Required work: Exactly and only the lines from the one containing "the gray trousers" through the close of the entries below are to be set down.

Data lines:

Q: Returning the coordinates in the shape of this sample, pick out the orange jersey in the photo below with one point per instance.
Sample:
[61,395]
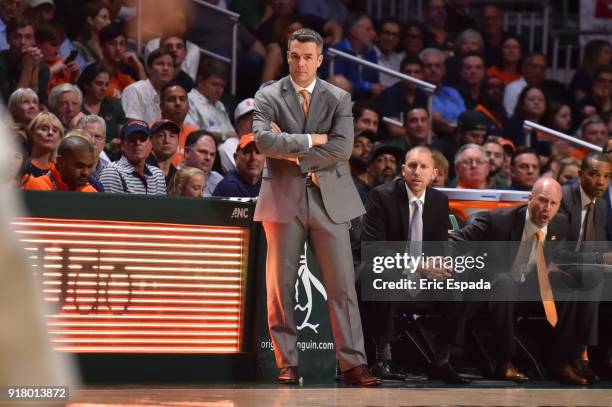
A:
[505,76]
[180,154]
[117,83]
[52,181]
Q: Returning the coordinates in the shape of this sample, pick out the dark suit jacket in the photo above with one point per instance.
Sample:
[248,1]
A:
[609,220]
[387,215]
[506,225]
[571,206]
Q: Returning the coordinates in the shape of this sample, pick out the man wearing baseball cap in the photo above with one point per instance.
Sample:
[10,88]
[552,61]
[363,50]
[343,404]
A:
[471,129]
[131,174]
[164,141]
[245,180]
[243,121]
[384,164]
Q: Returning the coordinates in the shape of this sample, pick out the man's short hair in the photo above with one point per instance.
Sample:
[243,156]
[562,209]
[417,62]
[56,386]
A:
[472,54]
[588,122]
[416,107]
[16,23]
[465,147]
[209,67]
[463,35]
[432,51]
[72,143]
[360,107]
[601,71]
[306,35]
[110,32]
[169,85]
[410,59]
[158,53]
[593,156]
[50,32]
[523,150]
[172,34]
[92,119]
[195,136]
[60,89]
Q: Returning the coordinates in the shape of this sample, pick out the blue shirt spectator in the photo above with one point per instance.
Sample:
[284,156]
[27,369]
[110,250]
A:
[234,186]
[448,103]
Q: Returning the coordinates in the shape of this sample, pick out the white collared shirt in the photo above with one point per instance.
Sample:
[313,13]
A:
[309,89]
[412,198]
[206,115]
[141,101]
[584,201]
[392,60]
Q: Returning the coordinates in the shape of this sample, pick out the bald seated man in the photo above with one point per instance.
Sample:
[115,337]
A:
[513,272]
[75,162]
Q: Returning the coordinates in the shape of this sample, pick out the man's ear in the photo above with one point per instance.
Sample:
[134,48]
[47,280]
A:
[59,162]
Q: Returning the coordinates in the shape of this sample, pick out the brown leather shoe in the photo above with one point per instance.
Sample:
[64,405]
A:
[359,376]
[289,375]
[507,371]
[568,375]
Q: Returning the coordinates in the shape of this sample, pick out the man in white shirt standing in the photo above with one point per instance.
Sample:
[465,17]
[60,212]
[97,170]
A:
[206,111]
[141,99]
[388,40]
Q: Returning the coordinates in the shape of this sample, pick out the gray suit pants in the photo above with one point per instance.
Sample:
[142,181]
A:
[331,245]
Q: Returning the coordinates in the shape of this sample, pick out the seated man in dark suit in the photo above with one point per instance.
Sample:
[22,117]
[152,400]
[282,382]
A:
[402,210]
[528,269]
[587,213]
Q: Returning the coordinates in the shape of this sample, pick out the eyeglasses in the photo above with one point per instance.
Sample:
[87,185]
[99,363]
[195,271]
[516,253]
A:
[132,138]
[473,162]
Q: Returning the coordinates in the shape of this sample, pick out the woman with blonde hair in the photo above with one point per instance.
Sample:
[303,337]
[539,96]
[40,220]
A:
[44,134]
[23,105]
[189,181]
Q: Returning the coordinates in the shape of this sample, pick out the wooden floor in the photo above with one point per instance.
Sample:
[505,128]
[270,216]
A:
[276,396]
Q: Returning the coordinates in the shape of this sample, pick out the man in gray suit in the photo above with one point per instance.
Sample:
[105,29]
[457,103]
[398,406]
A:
[304,127]
[586,209]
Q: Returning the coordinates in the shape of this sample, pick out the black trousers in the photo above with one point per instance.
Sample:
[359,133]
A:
[577,309]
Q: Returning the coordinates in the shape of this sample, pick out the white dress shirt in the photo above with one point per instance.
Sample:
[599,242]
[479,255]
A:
[207,115]
[411,198]
[141,101]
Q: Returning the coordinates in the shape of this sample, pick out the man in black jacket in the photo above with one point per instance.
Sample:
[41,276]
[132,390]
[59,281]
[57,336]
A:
[408,210]
[526,271]
[586,209]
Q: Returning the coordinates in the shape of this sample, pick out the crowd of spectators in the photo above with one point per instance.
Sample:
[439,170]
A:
[154,113]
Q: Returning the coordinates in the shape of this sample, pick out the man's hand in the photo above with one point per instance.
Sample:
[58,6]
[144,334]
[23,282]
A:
[318,139]
[376,89]
[276,129]
[32,58]
[438,273]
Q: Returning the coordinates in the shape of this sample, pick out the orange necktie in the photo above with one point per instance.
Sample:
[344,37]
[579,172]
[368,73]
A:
[305,106]
[545,291]
[305,101]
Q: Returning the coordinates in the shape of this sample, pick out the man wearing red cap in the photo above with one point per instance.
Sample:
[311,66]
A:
[245,180]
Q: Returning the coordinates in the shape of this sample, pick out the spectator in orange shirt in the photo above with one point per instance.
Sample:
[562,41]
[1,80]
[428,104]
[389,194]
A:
[511,55]
[175,106]
[23,106]
[75,161]
[116,59]
[472,167]
[44,134]
[49,38]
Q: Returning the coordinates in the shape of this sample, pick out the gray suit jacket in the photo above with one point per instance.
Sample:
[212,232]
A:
[283,184]
[571,206]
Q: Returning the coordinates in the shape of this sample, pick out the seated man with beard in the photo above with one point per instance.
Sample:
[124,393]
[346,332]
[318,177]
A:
[383,164]
[362,146]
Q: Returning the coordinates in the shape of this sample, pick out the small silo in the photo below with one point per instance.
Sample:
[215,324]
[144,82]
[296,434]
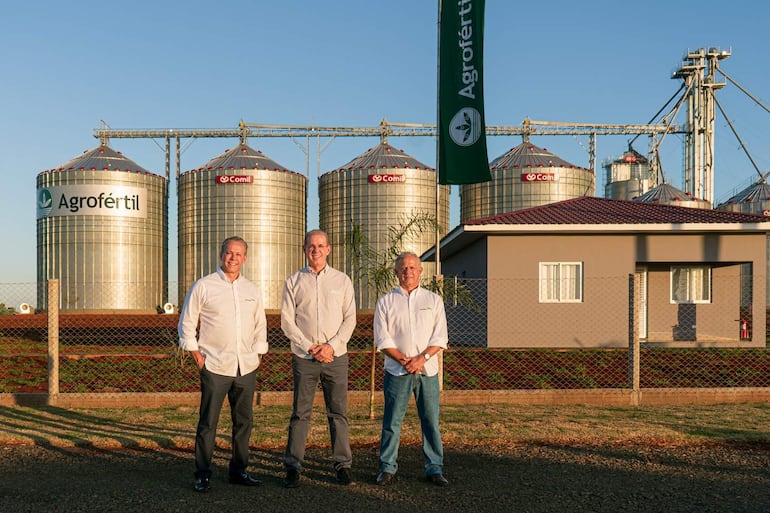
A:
[665,194]
[752,200]
[246,194]
[628,176]
[102,230]
[524,177]
[381,189]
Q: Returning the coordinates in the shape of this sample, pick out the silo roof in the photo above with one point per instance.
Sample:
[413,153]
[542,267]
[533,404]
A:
[101,158]
[631,155]
[527,155]
[242,157]
[758,192]
[383,156]
[664,193]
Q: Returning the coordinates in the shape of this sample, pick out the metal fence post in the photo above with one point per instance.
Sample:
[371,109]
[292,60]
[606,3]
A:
[633,338]
[53,339]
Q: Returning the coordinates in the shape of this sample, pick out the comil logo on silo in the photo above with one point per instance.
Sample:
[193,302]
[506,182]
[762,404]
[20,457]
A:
[387,178]
[465,127]
[44,203]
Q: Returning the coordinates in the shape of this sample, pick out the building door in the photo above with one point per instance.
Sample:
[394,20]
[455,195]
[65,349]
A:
[641,273]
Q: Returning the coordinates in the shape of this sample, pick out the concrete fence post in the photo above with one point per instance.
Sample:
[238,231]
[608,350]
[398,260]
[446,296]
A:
[53,340]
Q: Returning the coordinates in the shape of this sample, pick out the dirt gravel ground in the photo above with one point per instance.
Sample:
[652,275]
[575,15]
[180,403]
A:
[519,477]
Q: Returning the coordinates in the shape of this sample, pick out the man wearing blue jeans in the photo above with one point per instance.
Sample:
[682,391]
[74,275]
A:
[410,329]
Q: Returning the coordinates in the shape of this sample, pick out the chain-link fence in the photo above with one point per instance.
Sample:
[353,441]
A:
[497,331]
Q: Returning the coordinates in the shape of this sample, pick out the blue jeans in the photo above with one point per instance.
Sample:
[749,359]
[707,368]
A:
[398,390]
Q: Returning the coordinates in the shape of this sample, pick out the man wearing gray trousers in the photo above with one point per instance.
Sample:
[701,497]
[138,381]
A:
[318,316]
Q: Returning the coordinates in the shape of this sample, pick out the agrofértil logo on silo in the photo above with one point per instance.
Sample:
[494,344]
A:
[92,200]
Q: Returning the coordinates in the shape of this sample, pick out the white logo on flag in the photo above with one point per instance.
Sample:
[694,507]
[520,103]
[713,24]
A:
[465,127]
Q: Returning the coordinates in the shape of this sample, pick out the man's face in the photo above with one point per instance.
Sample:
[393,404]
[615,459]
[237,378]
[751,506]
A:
[233,257]
[316,251]
[409,272]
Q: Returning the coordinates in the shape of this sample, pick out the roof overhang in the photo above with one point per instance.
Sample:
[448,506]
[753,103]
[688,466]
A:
[464,235]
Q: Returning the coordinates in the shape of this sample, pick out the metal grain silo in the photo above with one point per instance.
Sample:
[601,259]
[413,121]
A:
[665,194]
[381,189]
[102,230]
[752,200]
[524,177]
[628,176]
[246,194]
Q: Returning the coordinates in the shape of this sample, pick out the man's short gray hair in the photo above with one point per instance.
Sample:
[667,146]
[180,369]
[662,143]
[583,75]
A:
[403,255]
[228,240]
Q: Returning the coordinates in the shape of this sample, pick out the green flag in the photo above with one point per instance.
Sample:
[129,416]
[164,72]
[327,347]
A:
[462,141]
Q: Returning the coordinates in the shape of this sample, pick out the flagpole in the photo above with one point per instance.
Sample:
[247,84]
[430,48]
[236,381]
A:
[438,135]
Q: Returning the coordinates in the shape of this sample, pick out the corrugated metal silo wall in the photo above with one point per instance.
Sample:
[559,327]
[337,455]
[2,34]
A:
[268,210]
[515,188]
[626,180]
[349,198]
[104,262]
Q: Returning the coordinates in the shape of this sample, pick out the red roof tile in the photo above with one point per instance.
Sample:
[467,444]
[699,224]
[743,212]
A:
[593,210]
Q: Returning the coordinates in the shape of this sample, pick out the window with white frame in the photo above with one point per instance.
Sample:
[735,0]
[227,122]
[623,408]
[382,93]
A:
[690,284]
[561,282]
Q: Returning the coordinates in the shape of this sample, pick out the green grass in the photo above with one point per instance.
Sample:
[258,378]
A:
[461,424]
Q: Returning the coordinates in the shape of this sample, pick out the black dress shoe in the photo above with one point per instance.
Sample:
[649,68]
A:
[438,480]
[202,484]
[292,479]
[385,479]
[344,476]
[245,479]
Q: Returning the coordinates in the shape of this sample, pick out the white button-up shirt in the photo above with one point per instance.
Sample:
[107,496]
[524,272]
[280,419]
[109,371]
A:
[410,322]
[318,309]
[233,329]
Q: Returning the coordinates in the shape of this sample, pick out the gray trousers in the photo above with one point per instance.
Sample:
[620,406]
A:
[334,383]
[240,394]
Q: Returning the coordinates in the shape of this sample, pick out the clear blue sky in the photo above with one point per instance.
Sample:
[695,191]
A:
[66,66]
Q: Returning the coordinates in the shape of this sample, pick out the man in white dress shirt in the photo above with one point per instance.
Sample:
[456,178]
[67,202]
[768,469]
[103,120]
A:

Response to this task:
Q: Returning the coordinates in the shape of this sample, pick out the gray trousers in the photo above with one point per instance.
Sample:
[620,406]
A:
[334,383]
[240,394]
Q: Returning the coordinates in the shape of this sample, pick out the clear blue sky in the photo above with one point per instance.
Sample:
[695,191]
A:
[66,66]
Q: Returning the coordinates in the shape of this sample, pick out the man in white dress shirt in the photo above with one point per instance.
Sample:
[456,178]
[67,202]
[768,469]
[103,120]
A:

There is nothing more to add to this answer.